The Body of Christ and the Body of the Believer: Eucharistic Fasting in Roman North Africa
Maureen A. Tilley, University of Dayton

It has been asserted that as early as Soter of Rome and Tertullian in the late second century, Christians kept some form of fast before receiving the Eucharist.(1) This paper explores the origins and the rationale for this fast specifically as it appears in the practice of the Church in Roman North Africa. There appear to be two simultaneously developing and converging trajectories promoting a fast before the reception of Eucharist. The first is change in the time of day the Eucharist is celebrated. The second is the intensification of fasting as a remedy for personal sin. These converge in the late fourth century. The convergance is facilitated, as we shall see, by the end of persecution and the pre-eminent status of Christianity in the period after Julian the Apostate. In the intersection of the three factors, one finds the roots of the pre-communion fast.

A closer examination of the texts often cited in favor of an early origin of the communion fast exposes unreliable witnesses. The first comes from Rome during the episcopate Soter (167-175). There seems to have been some evidence a prohibition of fasting before Eucharist. This prohibition was not a general one. It applied only to the celebrant of the Eucharist who was forbidden to eat or drink unless he was finishing the ceremony of a priest taken ill during the celebration. The penalty was excommunication.(2) This is a curious piece of legislation. First, this sounds like the preoccupation of a later time; and, second, the manuscript evidence for this is not well attested.(3) To say the least it appears suspicious.

A more secure text comes from Tertullian, a generation later. He asked a Christian woman: "Will your husband not know what it is which you secretly taste before (taking) any food?"(4) but even this does not attest a 'communion fast' associated with the celebration of the Eucharist. It is not even a testimony to the a 'communion fast' before the reception of Eucharist in the home from the reserved species.This text does not offer grounds for adducing any fast specifically related to communion at all. It merely indicates that the woman received the Eucharist early in the day, i.e., before the normal hour for prandium, the meal that broke the fast begun the night before. This is a 'fast' observed by all who did not eat during their hours of sleep, nothing more. It leads us to the posssibility that in this instance there was no communion fast per se but a custom of receiving at home before other activities.

But let us leave aside incidents of reception in the home, at an hour one could determine for oneself, and move to communal celebrations which might be more fertile ground for exploring some sort of institutionally-decreed fast before communion, with or without an attached rationale.

Lest we fall prey to the same faulty logic which claimed the Tertullian text as a witness to communion fasting, we should first determine the hour of the day at which food was normally taken for the first time and the hour at which Eucharist was customarily celebrated in antiquity.

At least up to Augustine's time, the first meal of the day, the 'break-fast', was called prandium, no matter at what hour it was taken. The normal time appears to have been near mid-day, about 11:00 a.m.. On a 'fast' day from Tertullian to Augustine, prandium was taken about at mid-afternoon, approximately 3:00 p.m.(5) If the Eucharist were always celebrated in the morning, we have no evidence of a real 'communion-fast'.

GOAL OF THE EXERCISE: Copy out the Eucharistic fasting text starting at "A closer examination" and ending at "it appears suspicious.", changing "celebrant" to "officiant".

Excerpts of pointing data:
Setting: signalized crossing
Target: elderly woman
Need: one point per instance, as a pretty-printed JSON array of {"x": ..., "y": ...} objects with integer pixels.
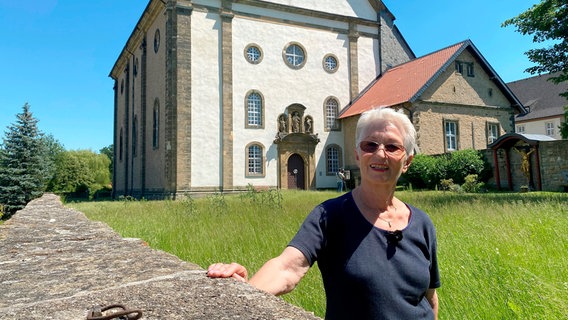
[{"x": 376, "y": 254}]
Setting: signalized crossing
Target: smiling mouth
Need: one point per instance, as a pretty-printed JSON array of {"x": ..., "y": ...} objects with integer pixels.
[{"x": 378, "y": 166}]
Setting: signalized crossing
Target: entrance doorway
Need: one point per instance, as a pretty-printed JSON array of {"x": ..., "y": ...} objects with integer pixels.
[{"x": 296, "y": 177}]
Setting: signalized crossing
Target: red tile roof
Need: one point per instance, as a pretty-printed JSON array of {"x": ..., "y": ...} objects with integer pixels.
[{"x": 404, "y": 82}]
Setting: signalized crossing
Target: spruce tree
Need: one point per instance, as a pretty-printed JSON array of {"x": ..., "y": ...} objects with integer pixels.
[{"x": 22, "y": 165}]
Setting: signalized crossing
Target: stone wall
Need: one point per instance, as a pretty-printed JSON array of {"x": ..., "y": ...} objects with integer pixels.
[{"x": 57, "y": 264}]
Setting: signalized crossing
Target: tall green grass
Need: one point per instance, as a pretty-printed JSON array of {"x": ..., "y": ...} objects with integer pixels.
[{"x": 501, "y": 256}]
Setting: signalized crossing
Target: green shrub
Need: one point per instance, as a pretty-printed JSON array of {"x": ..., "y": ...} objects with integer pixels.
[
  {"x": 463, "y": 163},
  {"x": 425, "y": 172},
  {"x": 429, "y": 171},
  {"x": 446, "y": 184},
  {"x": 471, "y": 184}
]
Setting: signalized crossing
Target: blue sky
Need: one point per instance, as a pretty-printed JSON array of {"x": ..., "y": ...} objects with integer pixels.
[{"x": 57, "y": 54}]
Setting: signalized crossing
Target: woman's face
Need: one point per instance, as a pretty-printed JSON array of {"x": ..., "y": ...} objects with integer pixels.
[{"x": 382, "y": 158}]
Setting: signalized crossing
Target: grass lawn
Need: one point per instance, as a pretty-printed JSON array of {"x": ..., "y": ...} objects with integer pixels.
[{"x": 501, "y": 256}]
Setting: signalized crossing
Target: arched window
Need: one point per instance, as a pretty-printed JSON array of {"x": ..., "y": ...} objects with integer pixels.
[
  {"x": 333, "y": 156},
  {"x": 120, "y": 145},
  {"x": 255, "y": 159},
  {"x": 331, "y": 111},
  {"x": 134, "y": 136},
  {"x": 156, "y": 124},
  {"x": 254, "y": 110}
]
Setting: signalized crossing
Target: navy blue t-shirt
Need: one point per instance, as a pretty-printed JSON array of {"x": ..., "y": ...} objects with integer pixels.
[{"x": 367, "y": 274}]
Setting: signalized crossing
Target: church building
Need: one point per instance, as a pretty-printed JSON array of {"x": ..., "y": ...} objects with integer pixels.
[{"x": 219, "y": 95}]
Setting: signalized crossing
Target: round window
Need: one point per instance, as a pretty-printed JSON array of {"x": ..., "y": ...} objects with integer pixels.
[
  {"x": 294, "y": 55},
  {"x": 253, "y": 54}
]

==

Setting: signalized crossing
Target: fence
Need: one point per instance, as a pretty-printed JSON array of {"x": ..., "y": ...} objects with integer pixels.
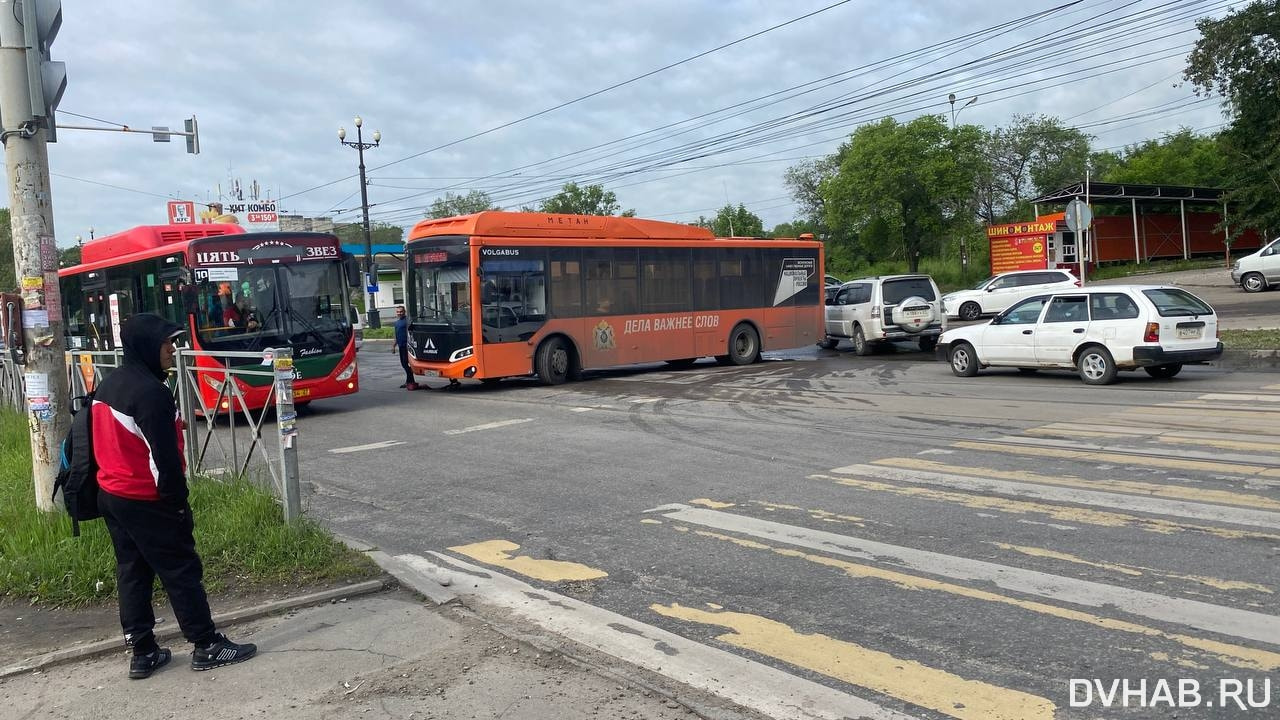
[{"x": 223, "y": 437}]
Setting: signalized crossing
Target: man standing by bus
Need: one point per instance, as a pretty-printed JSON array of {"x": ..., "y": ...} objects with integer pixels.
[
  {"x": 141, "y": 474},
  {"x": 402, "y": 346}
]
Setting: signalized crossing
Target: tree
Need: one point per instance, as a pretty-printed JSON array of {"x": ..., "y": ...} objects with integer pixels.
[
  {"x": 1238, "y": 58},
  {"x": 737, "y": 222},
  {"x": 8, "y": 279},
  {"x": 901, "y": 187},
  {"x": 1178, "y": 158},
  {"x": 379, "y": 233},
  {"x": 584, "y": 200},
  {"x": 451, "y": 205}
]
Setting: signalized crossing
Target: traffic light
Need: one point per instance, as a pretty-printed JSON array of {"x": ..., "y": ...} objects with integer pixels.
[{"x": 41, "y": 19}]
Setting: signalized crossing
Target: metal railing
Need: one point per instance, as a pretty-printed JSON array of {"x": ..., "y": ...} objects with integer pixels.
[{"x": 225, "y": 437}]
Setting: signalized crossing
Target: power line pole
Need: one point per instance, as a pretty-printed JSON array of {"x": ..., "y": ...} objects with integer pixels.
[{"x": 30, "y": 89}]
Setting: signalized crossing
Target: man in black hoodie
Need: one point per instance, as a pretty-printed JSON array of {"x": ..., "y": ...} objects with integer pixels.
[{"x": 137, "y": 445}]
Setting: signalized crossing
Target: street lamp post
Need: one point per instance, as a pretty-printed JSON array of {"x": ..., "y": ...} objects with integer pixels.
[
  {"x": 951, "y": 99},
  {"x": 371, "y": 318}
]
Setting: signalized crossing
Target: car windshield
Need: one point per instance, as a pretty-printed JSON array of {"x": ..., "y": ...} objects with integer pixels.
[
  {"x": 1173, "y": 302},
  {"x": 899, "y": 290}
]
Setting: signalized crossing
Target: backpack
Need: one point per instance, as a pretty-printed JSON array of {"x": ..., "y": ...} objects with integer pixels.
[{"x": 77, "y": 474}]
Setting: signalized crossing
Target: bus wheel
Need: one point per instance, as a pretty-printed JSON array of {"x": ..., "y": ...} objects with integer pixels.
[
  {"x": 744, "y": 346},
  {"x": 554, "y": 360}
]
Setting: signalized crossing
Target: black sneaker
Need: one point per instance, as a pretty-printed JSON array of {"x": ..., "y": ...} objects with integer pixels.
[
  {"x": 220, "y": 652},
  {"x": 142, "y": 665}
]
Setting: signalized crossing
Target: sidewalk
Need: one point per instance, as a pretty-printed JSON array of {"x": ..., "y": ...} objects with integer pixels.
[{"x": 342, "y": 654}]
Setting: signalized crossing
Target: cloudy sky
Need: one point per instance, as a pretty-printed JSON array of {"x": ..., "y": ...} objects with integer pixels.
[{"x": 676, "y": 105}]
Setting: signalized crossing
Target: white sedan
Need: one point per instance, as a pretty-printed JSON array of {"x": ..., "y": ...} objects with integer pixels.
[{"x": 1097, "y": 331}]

* * *

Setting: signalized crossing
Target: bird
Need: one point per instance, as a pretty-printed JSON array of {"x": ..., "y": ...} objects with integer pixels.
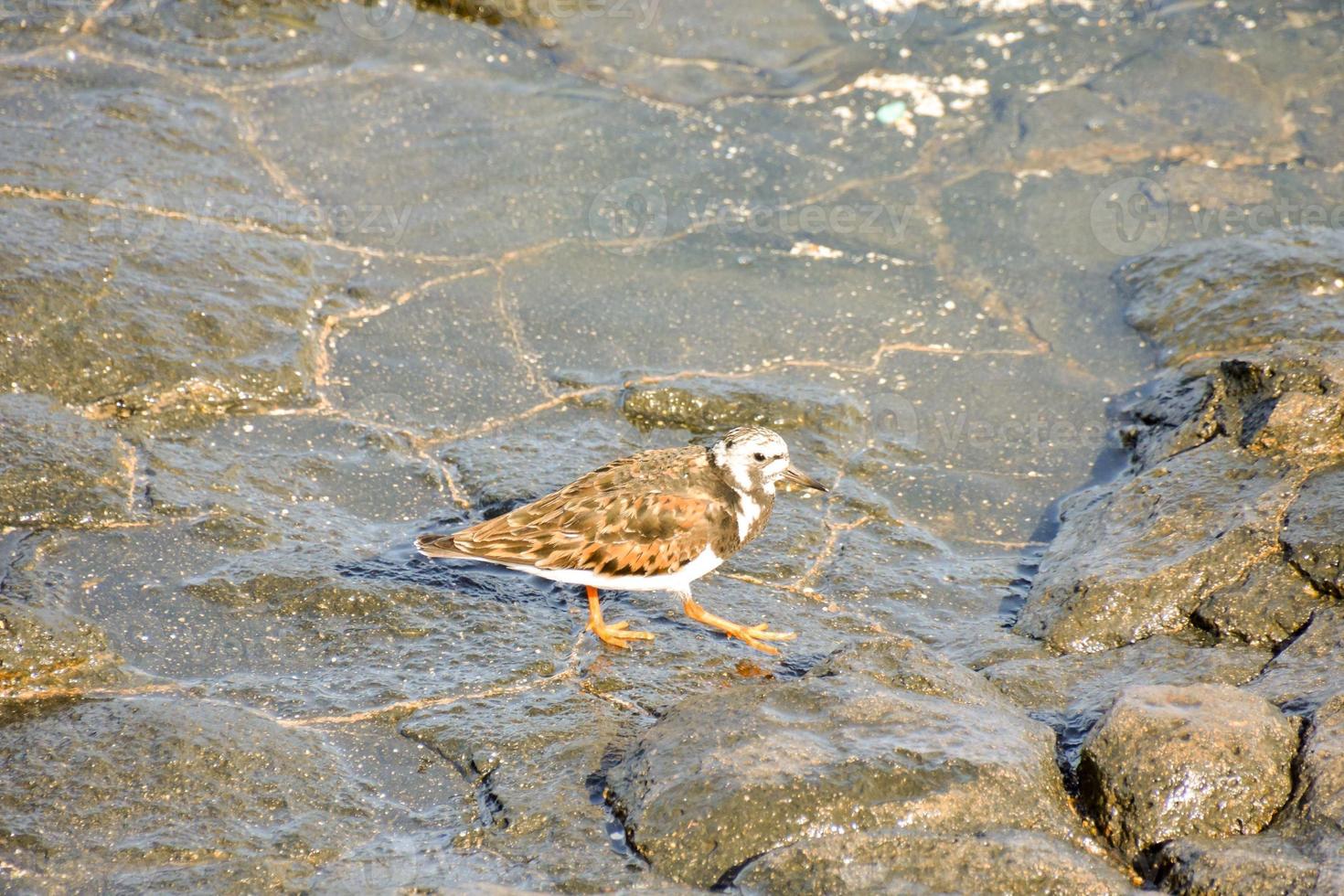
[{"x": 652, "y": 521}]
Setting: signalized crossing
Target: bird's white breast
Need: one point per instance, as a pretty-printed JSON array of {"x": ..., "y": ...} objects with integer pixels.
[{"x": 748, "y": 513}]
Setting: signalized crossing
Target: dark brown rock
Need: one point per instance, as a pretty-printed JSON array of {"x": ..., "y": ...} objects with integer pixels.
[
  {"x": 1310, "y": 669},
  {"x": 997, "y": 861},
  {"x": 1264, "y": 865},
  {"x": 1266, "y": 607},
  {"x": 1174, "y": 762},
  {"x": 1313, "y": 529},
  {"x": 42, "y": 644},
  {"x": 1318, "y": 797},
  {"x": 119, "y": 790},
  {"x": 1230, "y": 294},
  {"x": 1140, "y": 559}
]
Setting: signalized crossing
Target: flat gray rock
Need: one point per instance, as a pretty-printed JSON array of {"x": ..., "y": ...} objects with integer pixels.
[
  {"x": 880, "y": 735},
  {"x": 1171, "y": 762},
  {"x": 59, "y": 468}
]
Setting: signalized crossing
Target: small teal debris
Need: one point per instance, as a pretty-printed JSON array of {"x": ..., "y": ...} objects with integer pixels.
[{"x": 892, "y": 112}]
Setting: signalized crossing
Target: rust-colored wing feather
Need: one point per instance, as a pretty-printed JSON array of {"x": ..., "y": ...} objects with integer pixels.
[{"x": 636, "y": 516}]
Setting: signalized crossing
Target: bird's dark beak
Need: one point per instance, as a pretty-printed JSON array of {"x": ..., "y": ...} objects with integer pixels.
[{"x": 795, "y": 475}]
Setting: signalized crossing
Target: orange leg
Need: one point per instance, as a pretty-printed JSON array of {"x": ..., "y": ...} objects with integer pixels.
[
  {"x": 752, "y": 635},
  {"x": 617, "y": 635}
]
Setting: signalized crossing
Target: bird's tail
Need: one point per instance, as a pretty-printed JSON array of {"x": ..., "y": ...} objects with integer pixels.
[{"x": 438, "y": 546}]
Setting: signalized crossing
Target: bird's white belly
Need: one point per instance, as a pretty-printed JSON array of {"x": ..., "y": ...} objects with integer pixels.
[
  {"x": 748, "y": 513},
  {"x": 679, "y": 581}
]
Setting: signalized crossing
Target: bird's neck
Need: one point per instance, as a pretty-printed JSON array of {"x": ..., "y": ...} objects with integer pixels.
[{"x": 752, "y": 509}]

COMPLETE RESPONSE:
A closer examination of the texts often cited in favor of an early origin of the communion fast exposes unreliable witnesses. The first comes from Rome during the episcopate Soter (167-175). There seems to have been some evidence a prohibition of fasting before Eucharist. This prohibition was not a general one. It applied only to the officiant of the Eucharist who was forbidden to eat or drink unless he was finishing the ceremony of a priest taken ill during the celebration. The penalty was excommunication.(2) This is a curious piece of legislation. First, this sounds like the preoccupation of a later time; and, second, the manuscript evidence for this is not well attested.(3) To say the least it appears suspicious.